───── STORED DATA

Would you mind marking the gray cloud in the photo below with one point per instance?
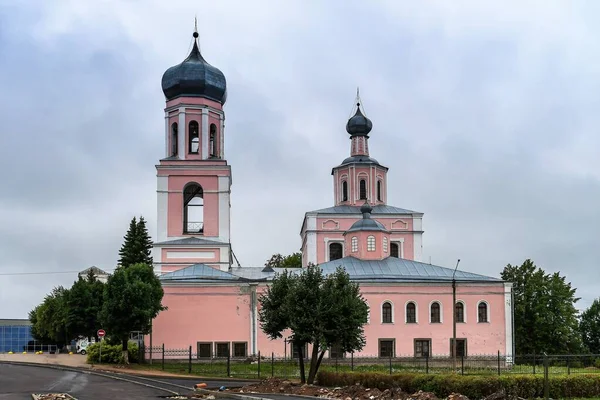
(485, 114)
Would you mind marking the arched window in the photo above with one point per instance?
(411, 313)
(193, 209)
(386, 313)
(194, 137)
(174, 139)
(460, 311)
(371, 243)
(435, 312)
(394, 250)
(212, 148)
(482, 312)
(335, 251)
(363, 189)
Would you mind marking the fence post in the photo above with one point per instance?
(498, 362)
(546, 383)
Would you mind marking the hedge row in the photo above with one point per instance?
(474, 386)
(111, 354)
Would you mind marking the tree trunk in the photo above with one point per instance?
(301, 361)
(125, 341)
(313, 363)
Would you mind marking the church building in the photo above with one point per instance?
(213, 306)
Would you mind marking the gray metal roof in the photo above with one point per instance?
(380, 209)
(191, 241)
(198, 273)
(393, 269)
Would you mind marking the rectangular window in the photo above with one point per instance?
(204, 349)
(422, 347)
(222, 349)
(461, 347)
(240, 349)
(386, 348)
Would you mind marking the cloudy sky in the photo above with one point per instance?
(487, 116)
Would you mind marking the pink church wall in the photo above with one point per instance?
(222, 313)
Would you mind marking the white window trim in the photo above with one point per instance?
(441, 312)
(416, 312)
(487, 310)
(381, 312)
(464, 311)
(374, 243)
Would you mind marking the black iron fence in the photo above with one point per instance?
(271, 365)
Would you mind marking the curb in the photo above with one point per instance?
(88, 371)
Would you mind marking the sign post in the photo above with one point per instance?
(101, 334)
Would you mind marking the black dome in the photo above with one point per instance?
(359, 124)
(195, 77)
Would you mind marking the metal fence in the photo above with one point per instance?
(271, 365)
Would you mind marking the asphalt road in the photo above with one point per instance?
(19, 382)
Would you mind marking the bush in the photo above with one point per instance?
(111, 354)
(472, 386)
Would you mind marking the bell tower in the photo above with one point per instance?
(193, 178)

──────────

* **WHAT YOU WILL DO**
Please edit the entries above so that every "photo" becomes "image", with nothing else changed. Leave the picture out of your answer.

* **OUTPUT**
Would you mind marking the gray cloud in the image below with one point per instance?
(485, 114)
Would you mind marking the arched window in the image above with one point per instance?
(411, 313)
(193, 209)
(386, 313)
(194, 137)
(174, 139)
(460, 311)
(371, 243)
(435, 312)
(394, 250)
(212, 148)
(482, 312)
(335, 251)
(363, 189)
Would you mind marking the fence post in the image above with one point per instance?
(498, 362)
(546, 383)
Would you mind marking the hedge row in the image above with one point per instance?
(474, 386)
(111, 354)
Would you mind marking the tree trunk in the image above with one point per instance?
(301, 361)
(125, 341)
(313, 363)
Would you mind marking the church building in the image above with one point per instance?
(213, 306)
Would you mind marking the gray metal roof in the image above with one point per instance?
(380, 209)
(191, 241)
(198, 273)
(393, 269)
Would you mind marking the rectangular window in the image above with one point per instance?
(204, 349)
(422, 347)
(222, 349)
(461, 347)
(240, 349)
(386, 348)
Would you mind marking the cloudy sky in the image above with one point per instance?
(487, 116)
Would you mind marking the pink church wall in the image above with one point per instance?
(222, 313)
Would you mind marking the white window trim in the image above with one point per instance?
(441, 312)
(416, 312)
(487, 310)
(381, 312)
(464, 311)
(374, 243)
Would you mind marking the black iron fence in the image above with one point per instance?
(271, 365)
Would you mind marking the curb in the image above with one point per instance?
(88, 371)
Would you mind marking the sign post in the image above with one point per instance?
(101, 334)
Would you mind marking the black dome in the image above with one point per instance?
(359, 124)
(195, 77)
Would you mind marking the metal fence in the image above with one point per instance?
(271, 365)
Would you mind marking the asphalt road in the image above with one point per instance?
(19, 382)
Would you mind marking the bush in the image above with one point per instance?
(111, 354)
(472, 386)
Would you mind marking the bell tower in the image above with one point per instance?
(193, 178)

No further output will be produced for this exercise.